Look over the listing below and tally the lines in which the word "sheriff" turns up. Answer with the tally only.

►

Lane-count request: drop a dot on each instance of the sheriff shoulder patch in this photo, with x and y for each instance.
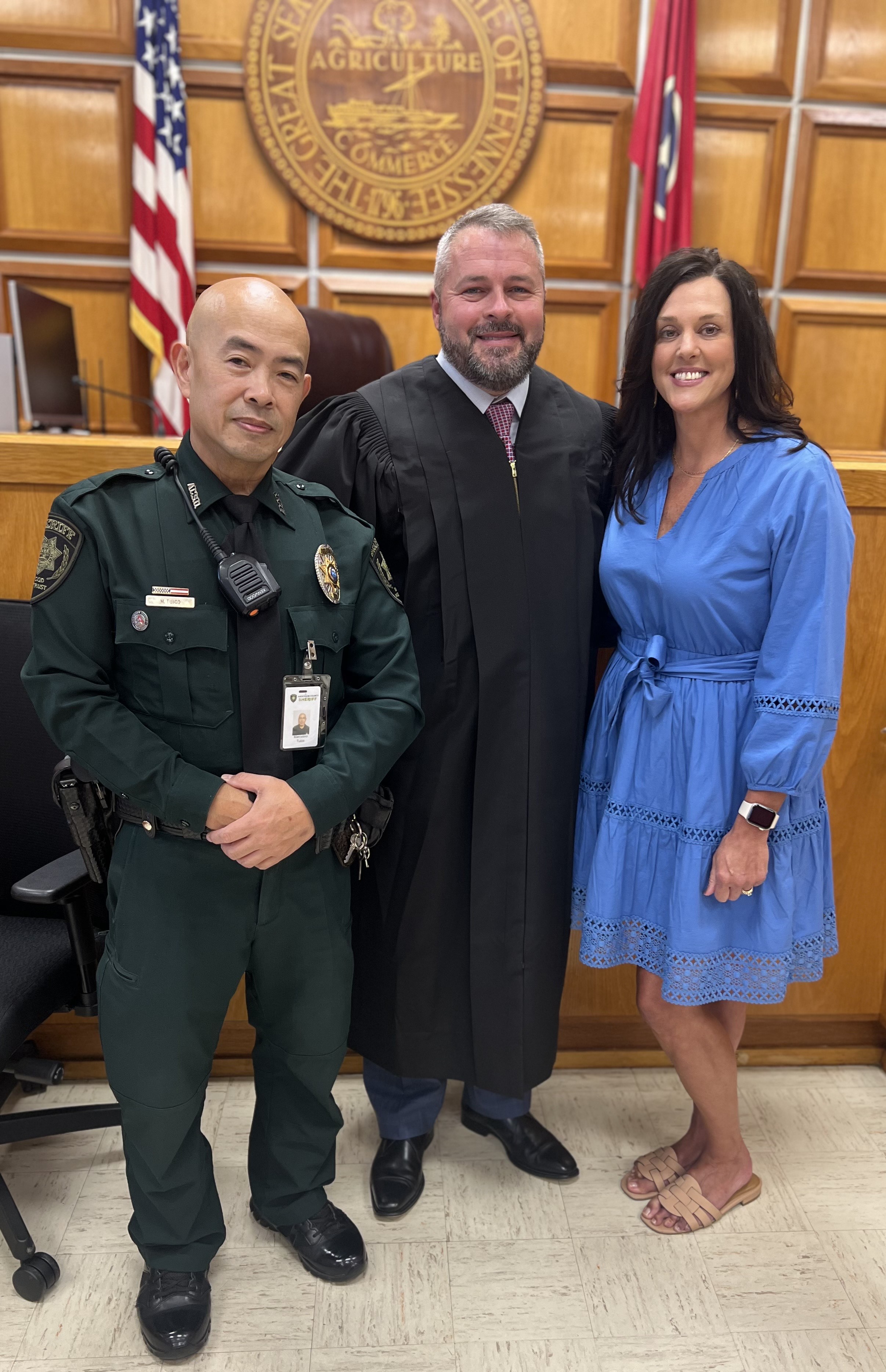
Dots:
(61, 547)
(383, 571)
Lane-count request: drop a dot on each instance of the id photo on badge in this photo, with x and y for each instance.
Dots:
(301, 717)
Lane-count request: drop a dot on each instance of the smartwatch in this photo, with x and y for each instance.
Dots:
(759, 815)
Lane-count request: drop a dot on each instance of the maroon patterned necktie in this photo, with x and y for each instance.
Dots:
(501, 416)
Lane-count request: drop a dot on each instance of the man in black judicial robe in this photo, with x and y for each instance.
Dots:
(487, 482)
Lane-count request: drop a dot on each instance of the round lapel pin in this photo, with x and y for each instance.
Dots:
(327, 571)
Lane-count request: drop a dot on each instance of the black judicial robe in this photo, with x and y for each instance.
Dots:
(461, 924)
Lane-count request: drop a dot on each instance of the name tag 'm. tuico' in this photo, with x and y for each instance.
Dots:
(175, 597)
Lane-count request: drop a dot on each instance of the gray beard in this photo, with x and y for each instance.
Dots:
(497, 377)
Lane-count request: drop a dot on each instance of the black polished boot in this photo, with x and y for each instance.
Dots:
(328, 1243)
(397, 1180)
(175, 1311)
(527, 1144)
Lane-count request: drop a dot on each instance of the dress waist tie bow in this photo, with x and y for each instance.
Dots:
(648, 665)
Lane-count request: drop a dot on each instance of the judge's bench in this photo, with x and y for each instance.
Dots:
(839, 1020)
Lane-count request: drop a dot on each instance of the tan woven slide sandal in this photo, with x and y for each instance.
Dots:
(684, 1198)
(662, 1168)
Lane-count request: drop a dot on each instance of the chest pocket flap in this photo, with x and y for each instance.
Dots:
(328, 627)
(177, 666)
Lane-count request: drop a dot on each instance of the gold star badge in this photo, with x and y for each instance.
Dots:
(327, 571)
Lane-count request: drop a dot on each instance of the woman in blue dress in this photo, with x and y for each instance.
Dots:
(703, 846)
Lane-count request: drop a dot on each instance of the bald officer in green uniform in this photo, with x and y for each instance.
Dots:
(157, 687)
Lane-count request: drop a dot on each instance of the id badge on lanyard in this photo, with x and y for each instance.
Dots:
(305, 706)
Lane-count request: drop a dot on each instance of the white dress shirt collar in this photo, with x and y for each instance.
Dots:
(518, 396)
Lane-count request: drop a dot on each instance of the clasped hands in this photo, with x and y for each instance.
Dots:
(263, 832)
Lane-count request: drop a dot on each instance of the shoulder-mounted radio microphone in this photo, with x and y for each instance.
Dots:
(246, 584)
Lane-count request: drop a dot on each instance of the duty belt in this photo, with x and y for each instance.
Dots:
(131, 814)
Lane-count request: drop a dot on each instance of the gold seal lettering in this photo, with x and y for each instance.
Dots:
(393, 117)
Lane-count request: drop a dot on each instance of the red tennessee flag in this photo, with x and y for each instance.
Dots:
(662, 143)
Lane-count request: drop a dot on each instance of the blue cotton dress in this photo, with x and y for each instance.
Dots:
(727, 678)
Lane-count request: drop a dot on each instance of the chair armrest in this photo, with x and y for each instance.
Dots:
(55, 883)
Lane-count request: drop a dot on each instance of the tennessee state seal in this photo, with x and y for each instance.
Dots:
(393, 117)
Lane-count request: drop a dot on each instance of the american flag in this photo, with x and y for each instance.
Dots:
(161, 241)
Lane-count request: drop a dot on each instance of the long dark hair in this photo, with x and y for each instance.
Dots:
(762, 399)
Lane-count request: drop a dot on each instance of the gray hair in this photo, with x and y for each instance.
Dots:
(500, 219)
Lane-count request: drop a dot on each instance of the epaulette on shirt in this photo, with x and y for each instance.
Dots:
(64, 540)
(315, 491)
(146, 472)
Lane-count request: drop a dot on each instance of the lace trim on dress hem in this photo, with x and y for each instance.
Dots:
(799, 706)
(697, 833)
(692, 979)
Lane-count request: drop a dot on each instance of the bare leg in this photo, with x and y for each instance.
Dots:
(692, 1145)
(700, 1042)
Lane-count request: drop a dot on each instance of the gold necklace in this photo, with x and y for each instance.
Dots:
(708, 468)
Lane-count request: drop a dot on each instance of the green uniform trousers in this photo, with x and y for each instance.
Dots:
(186, 924)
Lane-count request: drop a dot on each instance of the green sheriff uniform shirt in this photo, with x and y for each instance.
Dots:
(153, 711)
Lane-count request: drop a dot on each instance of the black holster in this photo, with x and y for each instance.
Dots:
(90, 813)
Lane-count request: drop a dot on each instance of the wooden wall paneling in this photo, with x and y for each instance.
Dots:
(65, 157)
(213, 29)
(576, 186)
(582, 341)
(847, 51)
(748, 47)
(242, 212)
(341, 249)
(99, 298)
(837, 237)
(404, 319)
(737, 191)
(856, 776)
(833, 354)
(68, 25)
(593, 43)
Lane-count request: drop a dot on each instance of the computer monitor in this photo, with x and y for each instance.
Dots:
(46, 352)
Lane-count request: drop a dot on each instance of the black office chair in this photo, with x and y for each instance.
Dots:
(47, 964)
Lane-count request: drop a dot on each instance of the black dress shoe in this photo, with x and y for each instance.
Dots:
(330, 1245)
(397, 1179)
(527, 1144)
(175, 1312)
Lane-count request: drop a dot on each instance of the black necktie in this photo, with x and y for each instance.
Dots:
(260, 659)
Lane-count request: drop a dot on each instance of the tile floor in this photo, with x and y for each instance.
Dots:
(494, 1271)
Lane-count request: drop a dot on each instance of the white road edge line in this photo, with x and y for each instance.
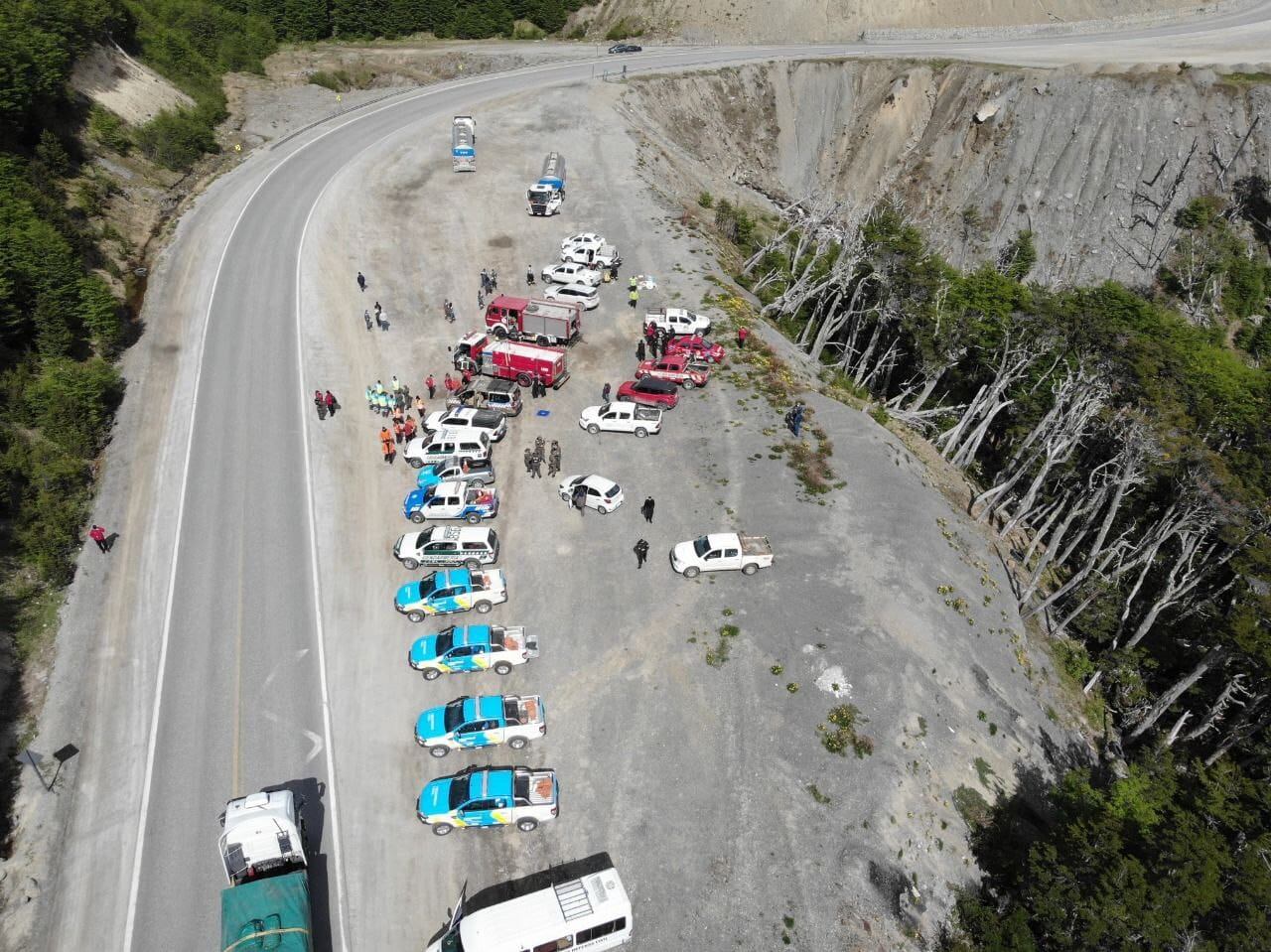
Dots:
(130, 923)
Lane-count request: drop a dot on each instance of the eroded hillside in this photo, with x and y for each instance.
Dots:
(976, 154)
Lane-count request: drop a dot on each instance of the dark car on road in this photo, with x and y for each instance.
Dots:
(649, 390)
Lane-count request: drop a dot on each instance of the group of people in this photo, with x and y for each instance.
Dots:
(534, 459)
(326, 403)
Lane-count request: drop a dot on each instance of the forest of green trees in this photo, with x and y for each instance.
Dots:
(1121, 449)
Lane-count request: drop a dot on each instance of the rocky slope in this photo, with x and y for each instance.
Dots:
(975, 153)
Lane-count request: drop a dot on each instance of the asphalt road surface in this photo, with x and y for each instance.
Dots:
(218, 683)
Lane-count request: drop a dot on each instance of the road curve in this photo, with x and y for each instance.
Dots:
(225, 619)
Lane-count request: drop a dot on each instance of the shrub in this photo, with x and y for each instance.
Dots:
(176, 139)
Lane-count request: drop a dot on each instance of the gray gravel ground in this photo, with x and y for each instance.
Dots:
(694, 778)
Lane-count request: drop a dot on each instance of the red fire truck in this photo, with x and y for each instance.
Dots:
(541, 322)
(511, 359)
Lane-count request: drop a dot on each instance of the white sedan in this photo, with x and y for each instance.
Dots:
(603, 494)
(582, 294)
(571, 275)
(584, 239)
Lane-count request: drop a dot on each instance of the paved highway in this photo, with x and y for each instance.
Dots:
(213, 681)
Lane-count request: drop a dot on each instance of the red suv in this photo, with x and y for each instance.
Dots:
(651, 391)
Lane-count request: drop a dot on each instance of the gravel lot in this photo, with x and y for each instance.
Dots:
(695, 778)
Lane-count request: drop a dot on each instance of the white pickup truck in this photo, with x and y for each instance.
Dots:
(722, 551)
(622, 417)
(487, 721)
(677, 321)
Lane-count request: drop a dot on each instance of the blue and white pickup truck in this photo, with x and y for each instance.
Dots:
(449, 592)
(473, 472)
(490, 796)
(453, 499)
(472, 648)
(481, 722)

◄

EXPECTED OUTPUT
2